-------- Dataset records

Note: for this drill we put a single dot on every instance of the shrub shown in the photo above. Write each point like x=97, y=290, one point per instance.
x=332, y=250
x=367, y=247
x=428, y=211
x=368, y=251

----------------

# [Problem]
Put every line of the records into a Markdown table with two columns, Row and Line. Number the rows in order and leave out any blank lines.

# [Problem solution]
| Row | Line |
|---|---|
| 1 | Note: for this drill we put a single dot on every instance of the shrub shown in the photo above. Write each point like x=97, y=290, one point per instance. |
| 2 | x=332, y=250 |
| 3 | x=367, y=247 |
| 4 | x=428, y=211 |
| 5 | x=368, y=251 |